##### INFORMATION SHOWN

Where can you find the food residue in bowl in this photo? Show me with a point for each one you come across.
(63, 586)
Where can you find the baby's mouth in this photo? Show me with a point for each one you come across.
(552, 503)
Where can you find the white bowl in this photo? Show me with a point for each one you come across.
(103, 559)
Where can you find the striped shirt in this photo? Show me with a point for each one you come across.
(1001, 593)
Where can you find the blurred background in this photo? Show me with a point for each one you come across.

##########
##### INFORMATION SHOWN

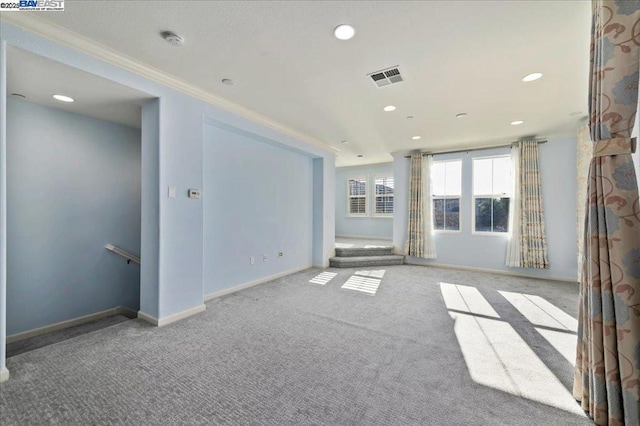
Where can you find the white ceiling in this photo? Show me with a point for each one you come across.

##########
##### INFORMATION SHOWN

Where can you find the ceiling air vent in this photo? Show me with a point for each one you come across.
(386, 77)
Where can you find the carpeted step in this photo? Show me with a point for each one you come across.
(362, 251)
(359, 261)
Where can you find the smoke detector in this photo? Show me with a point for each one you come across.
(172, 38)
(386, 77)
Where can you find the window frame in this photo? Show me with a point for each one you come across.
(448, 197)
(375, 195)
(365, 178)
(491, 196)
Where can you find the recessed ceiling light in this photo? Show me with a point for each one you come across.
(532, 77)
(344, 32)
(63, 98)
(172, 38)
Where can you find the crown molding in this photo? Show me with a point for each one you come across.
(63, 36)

##########

THE EXERCISE:
Find every row above that contains the word "white" and copy each of those rows in full.

SOLUTION FOR THIS PROBLEM:
Where can you find the white bowl in this photo? Show me with a point for each one you come across.
Where can you find the white ceiling in this photo? Show me with a point for each one you come across.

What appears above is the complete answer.